EXERCISE DIRECTIONS: Copy the rows below word for word, beginning with the line that contains "Can you find the distant" and continuing through the end of the rows.

Stored items from a collection:
++++++++++

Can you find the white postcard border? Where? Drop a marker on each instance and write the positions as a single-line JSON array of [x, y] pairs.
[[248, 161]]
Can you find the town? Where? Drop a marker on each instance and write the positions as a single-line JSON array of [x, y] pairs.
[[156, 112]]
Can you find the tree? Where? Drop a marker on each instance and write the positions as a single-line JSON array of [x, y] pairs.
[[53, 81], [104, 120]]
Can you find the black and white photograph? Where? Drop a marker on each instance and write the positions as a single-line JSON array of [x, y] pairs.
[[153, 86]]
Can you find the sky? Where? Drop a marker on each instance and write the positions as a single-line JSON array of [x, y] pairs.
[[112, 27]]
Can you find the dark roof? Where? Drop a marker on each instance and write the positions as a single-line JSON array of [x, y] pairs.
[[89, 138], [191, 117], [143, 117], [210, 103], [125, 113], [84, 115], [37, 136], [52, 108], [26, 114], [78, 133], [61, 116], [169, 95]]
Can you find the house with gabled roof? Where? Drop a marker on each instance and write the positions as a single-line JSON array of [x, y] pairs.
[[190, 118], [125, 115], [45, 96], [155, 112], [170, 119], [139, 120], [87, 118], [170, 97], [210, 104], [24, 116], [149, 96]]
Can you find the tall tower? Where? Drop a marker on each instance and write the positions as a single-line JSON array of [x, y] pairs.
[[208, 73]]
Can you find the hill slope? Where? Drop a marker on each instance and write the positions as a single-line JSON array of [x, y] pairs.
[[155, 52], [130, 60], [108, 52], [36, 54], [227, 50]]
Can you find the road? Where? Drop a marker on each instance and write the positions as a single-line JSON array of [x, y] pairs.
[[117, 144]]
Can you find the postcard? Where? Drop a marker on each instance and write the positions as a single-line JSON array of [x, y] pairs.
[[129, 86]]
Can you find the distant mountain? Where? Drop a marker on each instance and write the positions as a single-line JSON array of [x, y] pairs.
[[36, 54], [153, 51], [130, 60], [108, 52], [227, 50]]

++++++++++

RESULT FOR THIS TASK:
Can you find the distant mountain? Where? Drop a marker on each instance and write the positions as a single-line JSON array of [x, y] pairs.
[[36, 54], [153, 51], [130, 60], [108, 52], [227, 50]]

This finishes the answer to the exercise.